* WHAT YOU HAVE TO DO
Your answer is the lines from the one that has "Tag every instance of the person" through the last line of the records below, retyped exactly and alone.

* STUDY MATERIAL
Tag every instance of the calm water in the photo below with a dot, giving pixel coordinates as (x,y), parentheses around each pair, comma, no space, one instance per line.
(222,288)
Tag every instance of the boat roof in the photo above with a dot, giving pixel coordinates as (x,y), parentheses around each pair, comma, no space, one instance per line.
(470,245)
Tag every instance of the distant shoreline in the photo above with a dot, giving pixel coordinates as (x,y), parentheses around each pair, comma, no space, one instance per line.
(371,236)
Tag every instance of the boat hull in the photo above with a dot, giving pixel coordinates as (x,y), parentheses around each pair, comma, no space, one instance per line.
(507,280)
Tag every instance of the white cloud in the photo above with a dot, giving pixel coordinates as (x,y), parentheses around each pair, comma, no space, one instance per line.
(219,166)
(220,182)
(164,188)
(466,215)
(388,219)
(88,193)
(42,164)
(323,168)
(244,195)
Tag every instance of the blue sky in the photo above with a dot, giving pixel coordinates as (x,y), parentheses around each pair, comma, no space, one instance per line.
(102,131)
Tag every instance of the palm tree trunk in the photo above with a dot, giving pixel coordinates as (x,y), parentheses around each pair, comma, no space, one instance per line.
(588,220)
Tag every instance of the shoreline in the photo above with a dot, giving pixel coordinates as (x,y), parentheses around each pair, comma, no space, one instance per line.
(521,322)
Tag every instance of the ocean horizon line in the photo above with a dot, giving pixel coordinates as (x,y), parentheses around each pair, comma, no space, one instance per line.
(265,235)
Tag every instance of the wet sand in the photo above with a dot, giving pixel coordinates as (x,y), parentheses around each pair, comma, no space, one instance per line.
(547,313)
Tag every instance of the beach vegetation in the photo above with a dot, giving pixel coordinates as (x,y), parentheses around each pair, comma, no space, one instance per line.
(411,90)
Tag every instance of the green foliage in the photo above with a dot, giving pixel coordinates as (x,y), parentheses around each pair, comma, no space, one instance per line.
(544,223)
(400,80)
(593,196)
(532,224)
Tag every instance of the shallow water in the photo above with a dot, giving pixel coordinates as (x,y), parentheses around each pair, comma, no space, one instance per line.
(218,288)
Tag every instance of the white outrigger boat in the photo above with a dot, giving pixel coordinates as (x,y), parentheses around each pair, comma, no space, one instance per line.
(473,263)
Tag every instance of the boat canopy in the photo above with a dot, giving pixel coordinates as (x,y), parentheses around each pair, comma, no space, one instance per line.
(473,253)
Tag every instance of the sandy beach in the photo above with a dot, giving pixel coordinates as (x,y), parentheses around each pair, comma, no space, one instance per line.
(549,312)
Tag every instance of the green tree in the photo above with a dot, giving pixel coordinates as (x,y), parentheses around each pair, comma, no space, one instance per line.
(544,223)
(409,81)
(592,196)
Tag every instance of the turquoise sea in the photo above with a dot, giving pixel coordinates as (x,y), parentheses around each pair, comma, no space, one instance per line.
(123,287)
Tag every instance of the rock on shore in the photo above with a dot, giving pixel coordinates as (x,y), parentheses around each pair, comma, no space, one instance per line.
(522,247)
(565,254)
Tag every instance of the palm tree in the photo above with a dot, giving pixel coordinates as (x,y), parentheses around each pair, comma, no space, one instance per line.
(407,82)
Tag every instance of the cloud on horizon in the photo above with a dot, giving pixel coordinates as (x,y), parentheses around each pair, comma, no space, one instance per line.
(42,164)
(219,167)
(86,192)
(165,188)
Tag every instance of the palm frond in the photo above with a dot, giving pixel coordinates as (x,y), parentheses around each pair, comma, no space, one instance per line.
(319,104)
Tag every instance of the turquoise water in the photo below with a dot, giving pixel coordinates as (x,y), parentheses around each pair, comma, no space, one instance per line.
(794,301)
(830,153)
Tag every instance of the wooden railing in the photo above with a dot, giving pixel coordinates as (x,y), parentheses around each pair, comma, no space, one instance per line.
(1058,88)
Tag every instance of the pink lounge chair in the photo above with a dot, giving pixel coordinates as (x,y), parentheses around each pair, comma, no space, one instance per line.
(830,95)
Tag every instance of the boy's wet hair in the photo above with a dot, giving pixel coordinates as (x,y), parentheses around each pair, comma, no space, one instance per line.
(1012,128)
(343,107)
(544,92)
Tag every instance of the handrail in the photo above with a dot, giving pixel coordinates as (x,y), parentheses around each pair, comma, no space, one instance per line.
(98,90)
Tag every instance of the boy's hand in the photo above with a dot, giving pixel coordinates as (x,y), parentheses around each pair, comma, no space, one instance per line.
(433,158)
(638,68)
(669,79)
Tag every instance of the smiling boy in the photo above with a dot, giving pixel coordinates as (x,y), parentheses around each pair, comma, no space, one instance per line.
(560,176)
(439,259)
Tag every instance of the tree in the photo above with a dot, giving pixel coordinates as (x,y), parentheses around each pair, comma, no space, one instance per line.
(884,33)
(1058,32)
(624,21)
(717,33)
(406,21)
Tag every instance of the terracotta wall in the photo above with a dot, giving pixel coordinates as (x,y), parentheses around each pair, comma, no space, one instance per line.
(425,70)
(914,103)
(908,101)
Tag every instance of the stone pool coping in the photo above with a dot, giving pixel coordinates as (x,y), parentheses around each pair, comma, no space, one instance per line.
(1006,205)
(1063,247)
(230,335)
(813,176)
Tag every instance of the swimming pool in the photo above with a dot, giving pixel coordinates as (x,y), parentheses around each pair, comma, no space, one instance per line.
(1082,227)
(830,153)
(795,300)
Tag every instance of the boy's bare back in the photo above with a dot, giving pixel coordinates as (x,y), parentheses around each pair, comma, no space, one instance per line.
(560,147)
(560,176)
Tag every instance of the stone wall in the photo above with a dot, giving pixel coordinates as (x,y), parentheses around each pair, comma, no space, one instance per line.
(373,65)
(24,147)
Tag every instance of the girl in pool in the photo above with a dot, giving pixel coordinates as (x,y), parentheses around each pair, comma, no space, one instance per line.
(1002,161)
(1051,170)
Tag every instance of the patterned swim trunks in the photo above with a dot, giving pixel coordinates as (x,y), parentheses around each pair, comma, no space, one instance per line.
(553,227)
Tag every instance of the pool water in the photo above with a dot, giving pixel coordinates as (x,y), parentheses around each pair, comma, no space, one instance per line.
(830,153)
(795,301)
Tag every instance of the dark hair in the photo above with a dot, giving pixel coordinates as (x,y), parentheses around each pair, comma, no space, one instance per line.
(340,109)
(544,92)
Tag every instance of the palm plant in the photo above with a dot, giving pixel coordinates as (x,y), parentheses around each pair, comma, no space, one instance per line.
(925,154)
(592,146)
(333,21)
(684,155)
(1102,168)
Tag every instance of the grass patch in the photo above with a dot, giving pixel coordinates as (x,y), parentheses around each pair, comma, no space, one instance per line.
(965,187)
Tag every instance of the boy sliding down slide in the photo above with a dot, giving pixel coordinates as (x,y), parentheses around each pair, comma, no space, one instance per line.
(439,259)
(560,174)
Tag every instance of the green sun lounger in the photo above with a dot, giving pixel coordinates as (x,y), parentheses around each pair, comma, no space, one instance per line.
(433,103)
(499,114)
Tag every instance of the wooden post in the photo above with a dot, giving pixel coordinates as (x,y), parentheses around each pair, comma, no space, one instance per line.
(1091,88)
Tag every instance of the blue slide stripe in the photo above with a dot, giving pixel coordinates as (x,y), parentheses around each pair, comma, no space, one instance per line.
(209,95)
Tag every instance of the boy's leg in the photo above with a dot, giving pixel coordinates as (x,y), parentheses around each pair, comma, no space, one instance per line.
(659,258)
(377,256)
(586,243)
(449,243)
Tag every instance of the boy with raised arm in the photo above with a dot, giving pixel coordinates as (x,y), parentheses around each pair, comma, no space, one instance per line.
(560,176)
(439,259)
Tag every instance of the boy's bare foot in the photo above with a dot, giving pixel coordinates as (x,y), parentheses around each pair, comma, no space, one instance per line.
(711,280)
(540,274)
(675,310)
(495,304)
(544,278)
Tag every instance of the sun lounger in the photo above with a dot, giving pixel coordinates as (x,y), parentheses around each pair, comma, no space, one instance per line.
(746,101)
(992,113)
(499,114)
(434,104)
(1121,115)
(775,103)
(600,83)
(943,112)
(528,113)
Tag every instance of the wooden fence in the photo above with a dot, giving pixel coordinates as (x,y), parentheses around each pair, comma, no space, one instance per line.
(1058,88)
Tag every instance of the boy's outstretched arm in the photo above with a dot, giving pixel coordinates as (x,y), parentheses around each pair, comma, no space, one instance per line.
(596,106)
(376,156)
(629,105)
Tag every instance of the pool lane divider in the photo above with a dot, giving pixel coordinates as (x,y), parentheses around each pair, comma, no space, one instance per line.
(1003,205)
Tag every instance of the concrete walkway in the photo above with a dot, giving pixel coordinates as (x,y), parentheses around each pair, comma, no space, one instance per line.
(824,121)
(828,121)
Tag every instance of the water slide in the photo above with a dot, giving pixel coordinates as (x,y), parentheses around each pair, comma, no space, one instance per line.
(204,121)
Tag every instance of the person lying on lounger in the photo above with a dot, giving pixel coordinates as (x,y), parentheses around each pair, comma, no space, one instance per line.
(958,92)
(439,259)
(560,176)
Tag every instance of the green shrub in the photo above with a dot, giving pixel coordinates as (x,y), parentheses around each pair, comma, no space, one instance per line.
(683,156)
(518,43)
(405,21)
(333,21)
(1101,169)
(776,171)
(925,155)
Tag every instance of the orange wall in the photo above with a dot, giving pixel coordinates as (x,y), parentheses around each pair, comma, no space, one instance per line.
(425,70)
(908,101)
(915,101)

* SOLUTION TO THE EXERCISE
Tag every instance of the person lying on lounger in the photo above with a dot, giving pixel coordinates as (x,y), parentheses around each pair, comma, no space, one instance per line.
(958,92)
(439,259)
(560,176)
Tag every instance of the green shrub in the photo above with a dot, giving pixel coordinates as (x,y), parentheses around each pair, comma, no space, one instance per line.
(683,156)
(518,43)
(405,21)
(333,21)
(1101,169)
(776,171)
(925,155)
Tag every instance of the orange wall in the photo above with a dot, giving pixel coordinates as (x,y), parentheses around each pair, comma, no space, one instance per line.
(425,70)
(908,101)
(915,101)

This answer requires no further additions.